Task to complete: Recast the lines of the records below as a JSON list of strings, one string per line and no blank lines, starting with the line that contains "Q: For every instance of the child in" and going on through the line that contains "108), (400, 62)]", both lines included. Give only those lines.

........

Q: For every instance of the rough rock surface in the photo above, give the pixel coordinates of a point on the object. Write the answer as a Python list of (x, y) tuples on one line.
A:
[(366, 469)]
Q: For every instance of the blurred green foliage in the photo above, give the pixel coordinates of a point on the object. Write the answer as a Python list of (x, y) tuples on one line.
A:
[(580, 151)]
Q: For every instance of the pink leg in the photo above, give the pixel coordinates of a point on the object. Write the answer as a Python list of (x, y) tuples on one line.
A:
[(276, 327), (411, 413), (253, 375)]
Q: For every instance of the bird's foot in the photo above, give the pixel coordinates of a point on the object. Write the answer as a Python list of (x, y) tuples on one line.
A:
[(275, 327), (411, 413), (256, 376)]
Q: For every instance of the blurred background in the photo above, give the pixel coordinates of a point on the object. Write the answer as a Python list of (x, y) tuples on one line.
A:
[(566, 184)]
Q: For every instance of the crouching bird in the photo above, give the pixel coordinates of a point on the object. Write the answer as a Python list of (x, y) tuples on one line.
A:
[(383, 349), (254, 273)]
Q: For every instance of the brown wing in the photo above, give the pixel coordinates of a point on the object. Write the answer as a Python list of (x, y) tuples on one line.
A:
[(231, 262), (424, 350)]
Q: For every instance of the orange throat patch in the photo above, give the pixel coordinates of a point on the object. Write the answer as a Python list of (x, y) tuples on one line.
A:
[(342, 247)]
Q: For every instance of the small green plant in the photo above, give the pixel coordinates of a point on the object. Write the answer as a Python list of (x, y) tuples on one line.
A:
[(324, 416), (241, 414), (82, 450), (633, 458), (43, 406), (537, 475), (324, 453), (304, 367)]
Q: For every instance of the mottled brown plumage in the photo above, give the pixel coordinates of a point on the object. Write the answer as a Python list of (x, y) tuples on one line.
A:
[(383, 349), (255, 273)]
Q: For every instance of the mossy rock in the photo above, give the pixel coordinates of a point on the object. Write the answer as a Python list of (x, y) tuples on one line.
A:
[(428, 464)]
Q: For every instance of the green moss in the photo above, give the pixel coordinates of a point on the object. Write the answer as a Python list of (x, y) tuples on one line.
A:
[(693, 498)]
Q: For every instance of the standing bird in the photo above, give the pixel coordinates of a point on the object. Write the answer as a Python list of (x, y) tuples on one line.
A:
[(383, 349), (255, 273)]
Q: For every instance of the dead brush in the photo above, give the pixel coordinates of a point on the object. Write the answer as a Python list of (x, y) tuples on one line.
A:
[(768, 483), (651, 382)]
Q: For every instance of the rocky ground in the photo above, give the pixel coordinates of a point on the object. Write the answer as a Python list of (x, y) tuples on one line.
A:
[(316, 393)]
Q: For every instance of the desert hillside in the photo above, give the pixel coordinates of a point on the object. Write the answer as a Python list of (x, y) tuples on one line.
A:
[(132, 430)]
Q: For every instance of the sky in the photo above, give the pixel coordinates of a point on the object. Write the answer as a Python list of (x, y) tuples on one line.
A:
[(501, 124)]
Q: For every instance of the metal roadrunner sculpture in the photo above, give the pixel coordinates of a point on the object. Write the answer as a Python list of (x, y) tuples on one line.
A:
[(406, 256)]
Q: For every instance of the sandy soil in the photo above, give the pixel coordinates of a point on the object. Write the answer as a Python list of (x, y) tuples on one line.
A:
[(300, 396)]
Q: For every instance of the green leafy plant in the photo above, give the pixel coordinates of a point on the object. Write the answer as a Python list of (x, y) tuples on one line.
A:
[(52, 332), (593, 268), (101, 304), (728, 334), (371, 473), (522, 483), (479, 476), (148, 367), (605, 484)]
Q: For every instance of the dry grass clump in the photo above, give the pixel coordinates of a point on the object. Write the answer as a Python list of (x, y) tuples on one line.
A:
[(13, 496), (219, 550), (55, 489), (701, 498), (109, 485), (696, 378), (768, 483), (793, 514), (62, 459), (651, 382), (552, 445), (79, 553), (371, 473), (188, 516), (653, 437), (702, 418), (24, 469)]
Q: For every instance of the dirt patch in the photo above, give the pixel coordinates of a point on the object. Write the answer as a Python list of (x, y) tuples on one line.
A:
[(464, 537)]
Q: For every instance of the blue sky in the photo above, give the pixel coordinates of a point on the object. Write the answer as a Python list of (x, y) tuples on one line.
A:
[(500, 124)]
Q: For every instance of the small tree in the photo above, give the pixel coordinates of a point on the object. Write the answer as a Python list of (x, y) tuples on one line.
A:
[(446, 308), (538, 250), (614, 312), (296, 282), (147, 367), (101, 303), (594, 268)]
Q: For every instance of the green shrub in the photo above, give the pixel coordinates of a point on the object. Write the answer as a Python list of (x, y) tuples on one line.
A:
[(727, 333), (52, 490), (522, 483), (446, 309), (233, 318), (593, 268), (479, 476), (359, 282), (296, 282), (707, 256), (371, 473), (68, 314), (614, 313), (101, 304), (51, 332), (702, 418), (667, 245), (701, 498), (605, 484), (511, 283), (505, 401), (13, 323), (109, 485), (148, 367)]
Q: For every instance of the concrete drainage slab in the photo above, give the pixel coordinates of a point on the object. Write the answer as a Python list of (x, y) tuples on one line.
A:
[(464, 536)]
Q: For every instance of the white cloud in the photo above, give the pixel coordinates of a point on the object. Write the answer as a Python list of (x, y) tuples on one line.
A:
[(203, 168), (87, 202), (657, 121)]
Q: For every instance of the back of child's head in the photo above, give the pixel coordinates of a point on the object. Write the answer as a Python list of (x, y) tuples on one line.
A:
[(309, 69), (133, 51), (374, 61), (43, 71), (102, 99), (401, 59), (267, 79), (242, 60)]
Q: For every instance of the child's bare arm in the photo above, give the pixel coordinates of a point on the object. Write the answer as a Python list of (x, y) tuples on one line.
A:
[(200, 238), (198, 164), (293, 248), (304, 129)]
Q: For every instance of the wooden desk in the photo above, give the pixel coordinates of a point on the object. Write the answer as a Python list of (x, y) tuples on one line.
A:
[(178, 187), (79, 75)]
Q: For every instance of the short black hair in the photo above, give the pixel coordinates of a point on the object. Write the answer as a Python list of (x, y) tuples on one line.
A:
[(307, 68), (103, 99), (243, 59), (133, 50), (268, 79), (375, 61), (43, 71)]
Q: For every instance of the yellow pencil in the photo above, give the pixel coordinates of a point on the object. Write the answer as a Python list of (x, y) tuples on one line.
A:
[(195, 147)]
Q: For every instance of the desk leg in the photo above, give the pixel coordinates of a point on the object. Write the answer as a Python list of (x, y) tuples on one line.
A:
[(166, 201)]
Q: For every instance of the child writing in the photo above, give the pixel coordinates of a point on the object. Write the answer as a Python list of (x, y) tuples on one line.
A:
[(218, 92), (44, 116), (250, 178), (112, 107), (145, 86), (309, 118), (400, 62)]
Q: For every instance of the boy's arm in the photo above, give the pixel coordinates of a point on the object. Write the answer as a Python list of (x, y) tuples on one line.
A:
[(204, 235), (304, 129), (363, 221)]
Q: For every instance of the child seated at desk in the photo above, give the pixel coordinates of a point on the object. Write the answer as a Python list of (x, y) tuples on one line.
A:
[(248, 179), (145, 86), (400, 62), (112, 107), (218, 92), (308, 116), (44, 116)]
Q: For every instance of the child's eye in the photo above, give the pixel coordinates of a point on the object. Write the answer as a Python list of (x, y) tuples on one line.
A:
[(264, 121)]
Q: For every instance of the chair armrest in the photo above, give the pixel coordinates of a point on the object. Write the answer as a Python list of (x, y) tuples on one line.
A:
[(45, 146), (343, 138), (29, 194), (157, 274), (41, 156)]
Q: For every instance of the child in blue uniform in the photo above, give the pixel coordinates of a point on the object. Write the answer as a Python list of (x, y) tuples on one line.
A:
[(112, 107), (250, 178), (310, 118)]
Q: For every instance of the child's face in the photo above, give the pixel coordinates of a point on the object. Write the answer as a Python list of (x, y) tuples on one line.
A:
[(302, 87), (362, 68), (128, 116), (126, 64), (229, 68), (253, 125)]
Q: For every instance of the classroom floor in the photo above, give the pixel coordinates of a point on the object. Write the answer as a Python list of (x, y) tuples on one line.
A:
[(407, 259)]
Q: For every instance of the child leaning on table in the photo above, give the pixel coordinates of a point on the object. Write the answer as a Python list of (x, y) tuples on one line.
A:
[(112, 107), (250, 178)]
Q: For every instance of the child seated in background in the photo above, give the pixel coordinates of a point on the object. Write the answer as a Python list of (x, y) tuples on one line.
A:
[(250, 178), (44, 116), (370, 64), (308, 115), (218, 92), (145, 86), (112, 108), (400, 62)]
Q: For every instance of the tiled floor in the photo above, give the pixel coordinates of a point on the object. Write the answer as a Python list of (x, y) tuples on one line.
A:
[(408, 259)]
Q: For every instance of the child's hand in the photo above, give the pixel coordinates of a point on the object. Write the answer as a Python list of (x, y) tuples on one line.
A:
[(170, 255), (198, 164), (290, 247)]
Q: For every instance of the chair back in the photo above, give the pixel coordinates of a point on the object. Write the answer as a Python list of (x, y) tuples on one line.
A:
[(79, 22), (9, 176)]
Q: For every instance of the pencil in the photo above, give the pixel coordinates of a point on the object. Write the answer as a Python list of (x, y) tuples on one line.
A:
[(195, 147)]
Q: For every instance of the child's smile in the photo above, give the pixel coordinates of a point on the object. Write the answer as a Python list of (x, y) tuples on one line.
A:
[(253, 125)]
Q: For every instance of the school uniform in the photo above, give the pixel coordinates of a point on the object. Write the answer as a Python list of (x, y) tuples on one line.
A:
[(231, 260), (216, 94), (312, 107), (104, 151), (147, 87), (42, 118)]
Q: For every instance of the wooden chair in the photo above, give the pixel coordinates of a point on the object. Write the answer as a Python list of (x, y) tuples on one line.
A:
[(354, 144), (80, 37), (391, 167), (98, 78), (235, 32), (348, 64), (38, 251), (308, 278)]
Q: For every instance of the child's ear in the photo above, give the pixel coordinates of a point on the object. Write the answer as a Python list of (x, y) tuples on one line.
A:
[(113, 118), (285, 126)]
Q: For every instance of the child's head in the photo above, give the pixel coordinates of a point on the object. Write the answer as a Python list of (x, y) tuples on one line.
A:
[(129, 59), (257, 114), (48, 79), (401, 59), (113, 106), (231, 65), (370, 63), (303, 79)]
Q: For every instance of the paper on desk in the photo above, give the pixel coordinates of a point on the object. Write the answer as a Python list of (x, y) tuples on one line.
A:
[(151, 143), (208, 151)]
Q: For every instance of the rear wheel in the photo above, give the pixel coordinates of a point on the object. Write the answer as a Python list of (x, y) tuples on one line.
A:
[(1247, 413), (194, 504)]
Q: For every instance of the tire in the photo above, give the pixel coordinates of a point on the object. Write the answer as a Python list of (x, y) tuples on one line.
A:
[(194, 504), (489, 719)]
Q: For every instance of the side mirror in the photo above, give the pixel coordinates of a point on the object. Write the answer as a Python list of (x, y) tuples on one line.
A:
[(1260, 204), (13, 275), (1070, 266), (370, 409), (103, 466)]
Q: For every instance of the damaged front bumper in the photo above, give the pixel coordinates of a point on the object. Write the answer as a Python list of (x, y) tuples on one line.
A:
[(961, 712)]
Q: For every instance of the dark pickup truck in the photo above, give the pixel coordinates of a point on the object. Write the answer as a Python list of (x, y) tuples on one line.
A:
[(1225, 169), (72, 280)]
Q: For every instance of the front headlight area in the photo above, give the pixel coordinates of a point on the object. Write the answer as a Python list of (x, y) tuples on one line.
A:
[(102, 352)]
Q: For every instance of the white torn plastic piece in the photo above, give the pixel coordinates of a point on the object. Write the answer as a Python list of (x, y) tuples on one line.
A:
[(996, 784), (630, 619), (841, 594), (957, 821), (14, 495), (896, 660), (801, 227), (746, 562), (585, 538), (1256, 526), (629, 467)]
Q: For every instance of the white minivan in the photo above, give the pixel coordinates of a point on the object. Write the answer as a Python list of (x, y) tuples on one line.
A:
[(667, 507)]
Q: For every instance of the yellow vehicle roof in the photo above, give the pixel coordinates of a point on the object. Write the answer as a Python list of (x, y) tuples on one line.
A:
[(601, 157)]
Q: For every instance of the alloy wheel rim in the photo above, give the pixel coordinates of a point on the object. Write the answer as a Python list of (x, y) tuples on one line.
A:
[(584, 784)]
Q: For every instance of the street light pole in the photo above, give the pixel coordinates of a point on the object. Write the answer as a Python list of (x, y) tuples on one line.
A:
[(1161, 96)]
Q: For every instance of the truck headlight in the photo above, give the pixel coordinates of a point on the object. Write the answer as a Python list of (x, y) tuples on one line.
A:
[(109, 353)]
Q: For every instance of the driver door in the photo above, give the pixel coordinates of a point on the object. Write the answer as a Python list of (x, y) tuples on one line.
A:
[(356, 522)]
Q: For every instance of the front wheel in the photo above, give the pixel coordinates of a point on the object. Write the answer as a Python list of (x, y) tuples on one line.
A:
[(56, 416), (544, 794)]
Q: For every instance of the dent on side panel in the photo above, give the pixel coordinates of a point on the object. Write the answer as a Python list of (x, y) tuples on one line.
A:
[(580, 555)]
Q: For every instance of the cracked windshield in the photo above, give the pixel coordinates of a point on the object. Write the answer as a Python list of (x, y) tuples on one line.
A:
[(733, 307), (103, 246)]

........

Final result:
[
  "Q: For every instance of the child in blue uniform in the photo above, give the pixel coordinates of a point on the object. Write the answer as a Python list of (x, y) tuples on one line.",
  "A:",
  "[(112, 107), (250, 178), (310, 118)]",
  "Q: For every instance of the child's face in the photo above, give the pixel coordinates of a point on the object. Write the answer as a Python list of (x, y) tuples on one line.",
  "A:",
  "[(302, 87), (362, 68), (128, 116), (126, 64), (229, 68), (253, 125)]",
  "Q: For every instance of the classroom floor in the photo above, give the pixel coordinates of a point on the object. Write the answer as a Python list of (x, y) tuples on one line.",
  "A:",
  "[(407, 259)]",
  "Q: For every instance of the child leaning on table in the photo above, give the pixel coordinates of a point on the object. Write the answer as a Python list of (x, y) tuples on one line.",
  "A:",
  "[(112, 107), (250, 178)]",
  "Q: For every instance of the child seated in background in the photo above, give the pixel coordinates of a point on the object. Write the answer as a Python list of (x, y) tuples on one line.",
  "A:",
  "[(250, 178), (44, 116), (370, 64), (308, 115), (218, 92), (145, 86), (112, 108), (400, 62)]"
]